» **DIRECTION**:
Count the lines in the material below that contain the string "metal", and give only that number.

[Point annotations on photos]
>> start
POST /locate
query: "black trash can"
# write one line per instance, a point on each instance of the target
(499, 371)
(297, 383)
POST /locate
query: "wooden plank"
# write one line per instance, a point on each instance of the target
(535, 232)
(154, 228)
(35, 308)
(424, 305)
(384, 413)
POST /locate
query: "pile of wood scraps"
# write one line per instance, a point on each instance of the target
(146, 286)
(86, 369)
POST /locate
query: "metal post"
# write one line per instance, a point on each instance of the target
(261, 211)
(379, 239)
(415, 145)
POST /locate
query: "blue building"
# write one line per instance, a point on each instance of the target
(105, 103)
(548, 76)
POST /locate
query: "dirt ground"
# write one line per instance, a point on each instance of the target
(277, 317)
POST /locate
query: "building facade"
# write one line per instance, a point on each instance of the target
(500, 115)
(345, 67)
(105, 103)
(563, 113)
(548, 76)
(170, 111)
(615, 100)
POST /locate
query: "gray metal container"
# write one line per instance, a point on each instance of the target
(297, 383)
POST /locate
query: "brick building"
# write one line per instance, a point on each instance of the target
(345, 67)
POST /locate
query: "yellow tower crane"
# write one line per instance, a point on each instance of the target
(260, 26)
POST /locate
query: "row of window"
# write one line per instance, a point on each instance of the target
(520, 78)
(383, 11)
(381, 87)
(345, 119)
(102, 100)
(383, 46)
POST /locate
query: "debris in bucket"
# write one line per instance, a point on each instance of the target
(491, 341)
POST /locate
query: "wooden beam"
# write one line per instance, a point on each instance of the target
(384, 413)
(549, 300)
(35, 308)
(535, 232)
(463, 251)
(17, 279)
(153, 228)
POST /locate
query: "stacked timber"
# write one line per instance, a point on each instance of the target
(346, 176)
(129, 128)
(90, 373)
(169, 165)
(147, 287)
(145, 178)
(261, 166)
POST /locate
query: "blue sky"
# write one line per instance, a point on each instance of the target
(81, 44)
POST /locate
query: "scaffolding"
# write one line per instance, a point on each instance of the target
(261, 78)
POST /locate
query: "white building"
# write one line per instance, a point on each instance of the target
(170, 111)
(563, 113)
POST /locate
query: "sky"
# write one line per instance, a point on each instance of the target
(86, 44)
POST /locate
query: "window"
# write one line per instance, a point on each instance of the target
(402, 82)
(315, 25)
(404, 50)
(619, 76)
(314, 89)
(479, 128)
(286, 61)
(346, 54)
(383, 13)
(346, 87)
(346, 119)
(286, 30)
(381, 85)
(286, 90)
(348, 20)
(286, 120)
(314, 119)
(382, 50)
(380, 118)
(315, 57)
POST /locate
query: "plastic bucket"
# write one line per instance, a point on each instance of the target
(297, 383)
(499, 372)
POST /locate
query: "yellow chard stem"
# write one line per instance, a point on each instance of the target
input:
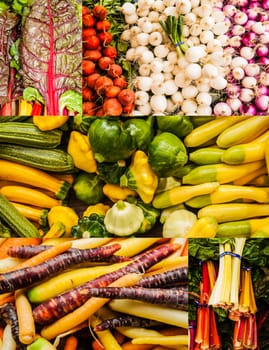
(236, 263)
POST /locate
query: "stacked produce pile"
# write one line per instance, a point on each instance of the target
(190, 57)
(229, 306)
(174, 176)
(40, 64)
(56, 294)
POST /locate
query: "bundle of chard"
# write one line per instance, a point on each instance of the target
(40, 59)
(65, 287)
(105, 88)
(231, 310)
(204, 333)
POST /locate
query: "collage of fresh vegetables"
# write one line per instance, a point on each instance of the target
(134, 174)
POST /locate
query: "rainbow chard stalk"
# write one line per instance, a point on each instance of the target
(173, 27)
(51, 57)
>> end
» **RESPONSE**:
2